[Dataset entries]
------------

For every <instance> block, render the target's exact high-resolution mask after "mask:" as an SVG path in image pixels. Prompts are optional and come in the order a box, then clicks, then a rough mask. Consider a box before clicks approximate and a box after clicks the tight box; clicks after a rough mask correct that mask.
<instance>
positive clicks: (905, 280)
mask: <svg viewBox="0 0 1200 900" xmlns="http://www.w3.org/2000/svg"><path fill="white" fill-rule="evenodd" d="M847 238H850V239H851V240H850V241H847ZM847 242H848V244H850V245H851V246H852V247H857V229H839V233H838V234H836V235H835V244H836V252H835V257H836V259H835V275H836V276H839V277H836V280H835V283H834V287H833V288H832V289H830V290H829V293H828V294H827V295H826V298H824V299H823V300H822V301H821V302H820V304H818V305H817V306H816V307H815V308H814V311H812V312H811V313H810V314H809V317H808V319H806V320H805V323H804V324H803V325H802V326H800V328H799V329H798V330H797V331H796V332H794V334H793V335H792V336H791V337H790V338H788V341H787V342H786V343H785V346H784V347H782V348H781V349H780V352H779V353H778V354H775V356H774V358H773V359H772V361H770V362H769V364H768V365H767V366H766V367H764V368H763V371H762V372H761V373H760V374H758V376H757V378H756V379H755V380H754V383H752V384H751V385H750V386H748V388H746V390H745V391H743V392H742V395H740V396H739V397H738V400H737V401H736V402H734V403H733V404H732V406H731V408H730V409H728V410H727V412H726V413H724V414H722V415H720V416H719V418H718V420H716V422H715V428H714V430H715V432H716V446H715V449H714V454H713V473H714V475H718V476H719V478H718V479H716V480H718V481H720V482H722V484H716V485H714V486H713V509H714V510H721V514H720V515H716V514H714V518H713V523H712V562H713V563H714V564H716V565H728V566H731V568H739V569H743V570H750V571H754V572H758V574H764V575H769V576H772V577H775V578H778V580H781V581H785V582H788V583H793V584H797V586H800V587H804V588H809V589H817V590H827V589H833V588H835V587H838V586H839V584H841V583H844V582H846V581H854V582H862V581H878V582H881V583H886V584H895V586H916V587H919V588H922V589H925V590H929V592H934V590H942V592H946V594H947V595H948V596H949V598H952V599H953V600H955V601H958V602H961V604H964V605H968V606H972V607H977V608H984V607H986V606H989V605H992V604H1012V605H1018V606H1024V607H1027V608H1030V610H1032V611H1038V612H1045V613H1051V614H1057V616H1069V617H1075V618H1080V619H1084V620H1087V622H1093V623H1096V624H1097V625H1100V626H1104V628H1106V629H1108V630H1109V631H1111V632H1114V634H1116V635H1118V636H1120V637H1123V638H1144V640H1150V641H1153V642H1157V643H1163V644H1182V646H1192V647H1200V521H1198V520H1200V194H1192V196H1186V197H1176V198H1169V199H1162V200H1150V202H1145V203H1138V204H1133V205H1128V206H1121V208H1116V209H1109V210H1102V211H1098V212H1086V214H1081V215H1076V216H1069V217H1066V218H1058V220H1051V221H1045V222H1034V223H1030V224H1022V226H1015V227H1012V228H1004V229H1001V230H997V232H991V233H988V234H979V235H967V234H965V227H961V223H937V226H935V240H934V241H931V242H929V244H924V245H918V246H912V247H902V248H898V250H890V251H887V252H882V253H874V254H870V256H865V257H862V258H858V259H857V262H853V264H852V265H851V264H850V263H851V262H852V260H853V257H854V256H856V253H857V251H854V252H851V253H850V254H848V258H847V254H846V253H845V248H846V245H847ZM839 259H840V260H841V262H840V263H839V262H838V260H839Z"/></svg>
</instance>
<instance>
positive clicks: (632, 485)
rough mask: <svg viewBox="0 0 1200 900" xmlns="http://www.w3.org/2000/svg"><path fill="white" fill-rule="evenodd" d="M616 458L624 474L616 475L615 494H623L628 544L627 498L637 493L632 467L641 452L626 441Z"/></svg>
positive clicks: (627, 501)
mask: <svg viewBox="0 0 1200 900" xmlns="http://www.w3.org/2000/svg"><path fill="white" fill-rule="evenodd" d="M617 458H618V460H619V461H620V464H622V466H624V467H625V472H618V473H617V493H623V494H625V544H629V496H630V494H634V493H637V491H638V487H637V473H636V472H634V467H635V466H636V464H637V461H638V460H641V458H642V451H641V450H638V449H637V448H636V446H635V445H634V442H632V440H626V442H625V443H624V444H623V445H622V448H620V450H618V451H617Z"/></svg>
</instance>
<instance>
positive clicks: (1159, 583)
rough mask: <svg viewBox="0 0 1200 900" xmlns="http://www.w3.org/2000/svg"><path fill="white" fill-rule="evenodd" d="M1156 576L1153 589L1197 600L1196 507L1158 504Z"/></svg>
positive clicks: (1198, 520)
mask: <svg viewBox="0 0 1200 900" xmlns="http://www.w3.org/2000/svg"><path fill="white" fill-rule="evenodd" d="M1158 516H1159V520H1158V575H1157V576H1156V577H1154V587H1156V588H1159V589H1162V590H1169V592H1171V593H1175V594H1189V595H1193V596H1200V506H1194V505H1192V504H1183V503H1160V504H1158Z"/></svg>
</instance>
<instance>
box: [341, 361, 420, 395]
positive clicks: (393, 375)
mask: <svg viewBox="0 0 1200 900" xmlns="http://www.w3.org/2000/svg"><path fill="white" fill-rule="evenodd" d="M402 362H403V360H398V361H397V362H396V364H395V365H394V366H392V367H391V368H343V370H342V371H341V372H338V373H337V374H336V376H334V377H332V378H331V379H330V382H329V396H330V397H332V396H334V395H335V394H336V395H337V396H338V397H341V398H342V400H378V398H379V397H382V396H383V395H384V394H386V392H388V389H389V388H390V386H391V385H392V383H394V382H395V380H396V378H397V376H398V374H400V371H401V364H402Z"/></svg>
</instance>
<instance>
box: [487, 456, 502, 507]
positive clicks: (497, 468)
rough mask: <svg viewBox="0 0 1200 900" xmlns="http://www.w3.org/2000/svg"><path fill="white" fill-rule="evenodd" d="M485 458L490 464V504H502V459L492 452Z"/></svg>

------------

Copy every line of the data above exactly.

For every <instance> block, render the target's exact high-resolution mask after "mask:" as an SVG path in image pixels. Prompts are optional and come in the order a box, then clicks, then a rough mask. Consider a box before clicks approximate and a box after clicks the tight box; clicks after a rough mask correct that mask.
<instance>
positive clicks: (905, 280)
mask: <svg viewBox="0 0 1200 900" xmlns="http://www.w3.org/2000/svg"><path fill="white" fill-rule="evenodd" d="M847 238H850V239H851V240H850V241H847ZM847 242H848V244H850V245H851V246H852V247H857V229H839V233H838V234H836V235H835V244H836V252H835V257H836V259H835V275H836V276H839V277H836V280H835V283H834V287H833V288H832V289H830V290H829V293H828V294H827V295H826V298H824V299H823V300H822V301H821V302H820V304H818V305H817V306H816V307H815V308H814V311H812V312H811V313H810V314H809V317H808V319H806V320H805V323H804V324H803V325H802V326H800V328H799V329H798V330H797V331H796V332H794V334H793V335H792V336H791V337H790V338H788V341H787V342H786V343H785V346H784V347H782V348H781V349H780V352H779V353H778V354H775V356H774V358H773V359H772V361H770V362H769V364H768V365H767V366H766V367H764V368H763V371H762V372H761V373H760V374H758V376H757V378H756V379H755V380H754V383H752V384H751V385H750V386H748V388H746V390H745V391H743V392H742V395H740V396H739V397H738V400H737V401H736V402H734V403H733V404H732V406H731V408H730V409H728V410H727V412H726V413H724V414H722V415H720V416H719V418H718V420H716V422H715V428H714V430H715V432H716V446H715V449H714V454H713V473H714V475H718V476H719V478H718V479H716V480H718V481H720V482H722V484H716V485H714V486H713V509H714V510H721V514H720V515H716V514H714V518H713V523H712V562H713V563H714V564H716V565H728V566H731V568H739V569H743V570H750V571H754V572H758V574H764V575H769V576H772V577H775V578H778V580H781V581H785V582H788V583H793V584H797V586H800V587H804V588H809V589H817V590H827V589H833V588H835V587H838V586H839V584H841V583H844V582H846V581H854V582H862V581H878V582H881V583H886V584H895V586H916V587H919V588H922V589H925V590H929V592H934V590H942V592H946V594H947V595H948V596H949V598H952V599H953V600H955V601H958V602H961V604H964V605H968V606H972V607H977V608H984V607H986V606H989V605H992V604H1012V605H1018V606H1024V607H1027V608H1030V610H1032V611H1038V612H1045V613H1051V614H1057V616H1069V617H1075V618H1080V619H1084V620H1087V622H1093V623H1096V624H1097V625H1100V626H1104V628H1106V629H1108V630H1109V631H1111V632H1114V634H1116V635H1118V636H1120V637H1123V638H1144V640H1150V641H1153V642H1157V643H1163V644H1182V646H1192V647H1200V521H1198V520H1200V194H1192V196H1186V197H1176V198H1169V199H1162V200H1150V202H1145V203H1138V204H1133V205H1128V206H1121V208H1116V209H1109V210H1102V211H1098V212H1086V214H1081V215H1076V216H1069V217H1066V218H1058V220H1051V221H1045V222H1034V223H1030V224H1022V226H1015V227H1012V228H1004V229H1001V230H997V232H991V233H988V234H979V235H967V234H965V227H961V223H937V226H935V240H934V241H931V242H929V244H924V245H918V246H912V247H902V248H898V250H890V251H887V252H882V253H874V254H870V256H865V257H862V258H858V259H857V262H853V264H852V265H851V264H850V263H851V262H852V260H853V257H854V256H856V253H857V251H854V252H851V253H850V254H848V258H847V254H846V253H845V248H846V245H847ZM839 259H840V260H841V262H840V263H839V262H838V260H839Z"/></svg>
</instance>
<instance>
positive clicks: (632, 485)
rough mask: <svg viewBox="0 0 1200 900" xmlns="http://www.w3.org/2000/svg"><path fill="white" fill-rule="evenodd" d="M616 458L624 474L616 475L615 494H623L628 544L627 498L637 493L632 467L641 452L626 441Z"/></svg>
positive clicks: (627, 501)
mask: <svg viewBox="0 0 1200 900" xmlns="http://www.w3.org/2000/svg"><path fill="white" fill-rule="evenodd" d="M617 458H618V460H619V461H620V464H622V466H624V467H625V472H618V473H617V493H623V494H625V544H629V496H630V494H634V493H637V491H638V487H637V473H636V472H634V467H635V466H636V464H637V461H638V460H641V458H642V451H641V450H638V449H637V448H636V446H635V445H634V442H632V440H626V442H625V443H624V444H623V445H622V448H620V450H618V451H617Z"/></svg>
</instance>
<instance>
positive clicks: (1159, 583)
rough mask: <svg viewBox="0 0 1200 900" xmlns="http://www.w3.org/2000/svg"><path fill="white" fill-rule="evenodd" d="M1156 576L1153 589L1197 600L1196 507L1158 504Z"/></svg>
positive clicks: (1198, 520)
mask: <svg viewBox="0 0 1200 900" xmlns="http://www.w3.org/2000/svg"><path fill="white" fill-rule="evenodd" d="M1158 516H1159V520H1158V575H1157V576H1156V577H1154V587H1156V588H1159V589H1162V590H1169V592H1171V593H1175V594H1189V595H1193V596H1200V506H1194V505H1192V504H1183V503H1160V504H1158Z"/></svg>
</instance>
<instance>
box: [341, 361, 420, 395]
positive clicks: (393, 375)
mask: <svg viewBox="0 0 1200 900" xmlns="http://www.w3.org/2000/svg"><path fill="white" fill-rule="evenodd" d="M402 362H403V360H398V361H397V362H396V364H395V365H394V366H392V367H391V368H343V370H342V371H341V372H338V373H337V374H336V376H334V377H332V378H331V379H330V382H329V396H330V397H332V396H334V395H335V394H336V395H337V396H338V397H341V398H342V400H378V398H379V397H382V396H383V395H384V394H386V392H388V389H389V388H390V386H391V385H392V383H394V382H395V380H396V378H397V376H398V374H400V371H401V364H402Z"/></svg>
</instance>
<instance>
box: [487, 456, 502, 507]
positive clicks: (497, 468)
rough mask: <svg viewBox="0 0 1200 900" xmlns="http://www.w3.org/2000/svg"><path fill="white" fill-rule="evenodd" d="M485 458L490 464V504H502V459L492 452Z"/></svg>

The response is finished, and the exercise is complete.